+++ RAW RECORDS +++
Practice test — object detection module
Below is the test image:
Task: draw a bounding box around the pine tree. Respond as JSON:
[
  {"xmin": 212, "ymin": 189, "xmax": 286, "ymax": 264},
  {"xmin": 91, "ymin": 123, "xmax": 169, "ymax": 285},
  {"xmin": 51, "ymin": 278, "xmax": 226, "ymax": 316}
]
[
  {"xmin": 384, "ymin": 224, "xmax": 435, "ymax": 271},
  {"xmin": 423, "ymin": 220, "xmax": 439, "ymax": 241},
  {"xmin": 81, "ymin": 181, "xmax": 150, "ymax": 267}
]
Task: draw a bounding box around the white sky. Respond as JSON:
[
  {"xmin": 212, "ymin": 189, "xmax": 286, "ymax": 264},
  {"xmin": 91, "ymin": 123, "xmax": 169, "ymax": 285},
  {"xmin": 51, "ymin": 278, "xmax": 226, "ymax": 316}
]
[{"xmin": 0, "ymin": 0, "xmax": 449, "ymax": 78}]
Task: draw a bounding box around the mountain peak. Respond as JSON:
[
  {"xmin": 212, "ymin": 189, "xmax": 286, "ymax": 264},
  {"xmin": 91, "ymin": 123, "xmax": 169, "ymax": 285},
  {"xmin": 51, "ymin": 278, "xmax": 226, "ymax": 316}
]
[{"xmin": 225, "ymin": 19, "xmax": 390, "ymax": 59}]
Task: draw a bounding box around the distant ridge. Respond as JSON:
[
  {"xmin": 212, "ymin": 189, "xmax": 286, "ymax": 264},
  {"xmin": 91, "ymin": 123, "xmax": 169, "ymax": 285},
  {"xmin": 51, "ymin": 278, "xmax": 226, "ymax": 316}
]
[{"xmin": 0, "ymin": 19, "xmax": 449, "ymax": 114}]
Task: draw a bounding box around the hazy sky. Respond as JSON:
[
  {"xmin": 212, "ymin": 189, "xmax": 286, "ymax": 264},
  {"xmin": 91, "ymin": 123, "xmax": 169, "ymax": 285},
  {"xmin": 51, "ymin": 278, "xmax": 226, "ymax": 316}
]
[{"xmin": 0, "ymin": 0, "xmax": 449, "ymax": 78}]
+++
> _WHAT IS BEING ASKED_: Find each line in the records that contains the word "around" and copy those lines.

> _RESULT FOR THIS EXERCISE_:
Task: draw a bounding box around the pine tree. Respond as JSON:
Task: draw a bounding box around the white sky. Respond as JSON:
Task: draw a bounding box around the mountain peak. Respond as JSON:
Task: draw a bounding box around the distant ridge. Respond as JSON:
Task: draw a bounding box around the hazy sky. Respond as JSON:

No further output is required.